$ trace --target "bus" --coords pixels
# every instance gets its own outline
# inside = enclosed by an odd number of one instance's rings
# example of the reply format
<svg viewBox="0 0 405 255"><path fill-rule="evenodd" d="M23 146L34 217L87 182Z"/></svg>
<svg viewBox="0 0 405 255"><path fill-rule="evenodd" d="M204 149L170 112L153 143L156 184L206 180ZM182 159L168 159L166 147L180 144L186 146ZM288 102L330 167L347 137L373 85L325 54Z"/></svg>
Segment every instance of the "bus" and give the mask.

------------

## EXERCISE
Print the listing above in full, exactly as it is.

## WRITTEN SOLUTION
$ trace --target "bus" --coords pixels
# every instance gets its own outline
# inside = enclosed by an odd number of one instance's rings
# example of the reply format
<svg viewBox="0 0 405 255"><path fill-rule="evenodd" d="M23 146L34 217L87 182Z"/></svg>
<svg viewBox="0 0 405 255"><path fill-rule="evenodd" d="M204 149L170 112L153 143L156 184L206 180ZM182 159L168 159L166 147L180 144L186 146ZM288 102L330 167L347 137L373 85L325 54Z"/></svg>
Segment every instance of the "bus" and give the mask.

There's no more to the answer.